:: PROVIDED TEXT ::
((

# 1% Battery on CM4DX - GB



## TallyHo (Aug 29, 2011)

Does this no longer work or does my theme just need to be updated for the new Kernel?

Right now all I get is 10% increments.


----------



## blackadept (Jun 13, 2011)

no, as of last time I checked the charge_counter was feeding back random strings as it was with the original cm4dx before the fix or 'hack' was found/made. Unfortunently, the same solution doesn't work on cm4dx gb. Rev is looking into it tho.


----------



## TallyHo (Aug 29, 2011)

blackadept said:


> no, as of last time I checked the charge_counter was feeding back random strings as it was with the original cm4dx before the fix or 'hack' was found/made. Unfortunently, the same solution doesn't work on cm4dx gb. Rev is looking into it tho.


Nice!! Thanks for the update.

Just wanted to make sure it wasn't something I did, lol.

Got to love beta testing 

Worth it tho IMO........love the speed of this ROM.


----------



## blackadept (Jun 13, 2011)

Yup .... rev/cvpcs/framework/ rest of the peeps working on it are aces. Should check out jakebitemods as well. I have been running it since he released and have to add him to the aces list there.

Sent from my DROIDX using Tapatalk


----------



## TallyHo (Aug 29, 2011)

I saw his mods and installed it as well. Good stuff


----------

))

:: ENTRIES SUPPLIED ::
((

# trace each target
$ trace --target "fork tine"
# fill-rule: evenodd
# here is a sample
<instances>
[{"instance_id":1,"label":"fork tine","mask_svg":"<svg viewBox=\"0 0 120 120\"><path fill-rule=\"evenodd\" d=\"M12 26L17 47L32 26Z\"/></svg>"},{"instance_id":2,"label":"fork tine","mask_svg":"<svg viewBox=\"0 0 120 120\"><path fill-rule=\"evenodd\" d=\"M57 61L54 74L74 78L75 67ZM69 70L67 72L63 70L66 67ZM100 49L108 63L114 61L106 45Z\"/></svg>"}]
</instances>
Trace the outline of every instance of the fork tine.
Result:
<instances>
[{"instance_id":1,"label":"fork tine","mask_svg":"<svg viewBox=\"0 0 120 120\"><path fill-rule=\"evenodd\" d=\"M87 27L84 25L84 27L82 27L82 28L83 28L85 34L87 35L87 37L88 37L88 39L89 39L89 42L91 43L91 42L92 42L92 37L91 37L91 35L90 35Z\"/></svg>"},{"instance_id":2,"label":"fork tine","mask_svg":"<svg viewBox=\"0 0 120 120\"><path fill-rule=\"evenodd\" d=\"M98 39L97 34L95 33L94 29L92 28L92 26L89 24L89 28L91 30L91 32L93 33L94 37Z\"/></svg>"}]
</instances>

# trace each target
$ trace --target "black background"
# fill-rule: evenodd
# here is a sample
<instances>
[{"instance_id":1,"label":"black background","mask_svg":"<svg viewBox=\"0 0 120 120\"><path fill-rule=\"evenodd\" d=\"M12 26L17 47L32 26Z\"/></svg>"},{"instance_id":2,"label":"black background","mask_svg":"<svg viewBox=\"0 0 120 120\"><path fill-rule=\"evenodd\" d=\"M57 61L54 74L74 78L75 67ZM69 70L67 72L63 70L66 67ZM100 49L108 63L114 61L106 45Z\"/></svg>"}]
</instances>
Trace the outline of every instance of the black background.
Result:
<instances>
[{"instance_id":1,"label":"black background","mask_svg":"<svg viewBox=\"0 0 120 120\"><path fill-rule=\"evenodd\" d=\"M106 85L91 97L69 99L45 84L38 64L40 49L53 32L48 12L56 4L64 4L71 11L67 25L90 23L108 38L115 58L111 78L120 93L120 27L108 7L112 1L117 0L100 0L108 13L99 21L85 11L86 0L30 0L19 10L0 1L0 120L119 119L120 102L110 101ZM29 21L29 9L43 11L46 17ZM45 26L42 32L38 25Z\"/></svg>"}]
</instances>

))

:: REQUIREMENT ::
Going top to bottom through the forum thread about 1% battery on CM4DX - GB, give the username and date shown for each post.

:: FULL OUTPUT ::
1. TallyHo, Aug 29, 2011
2. blackadept, Jun 13, 2011
3. TallyHo, Aug 29, 2011
4. blackadept, Jun 13, 2011
5. TallyHo, Aug 29, 2011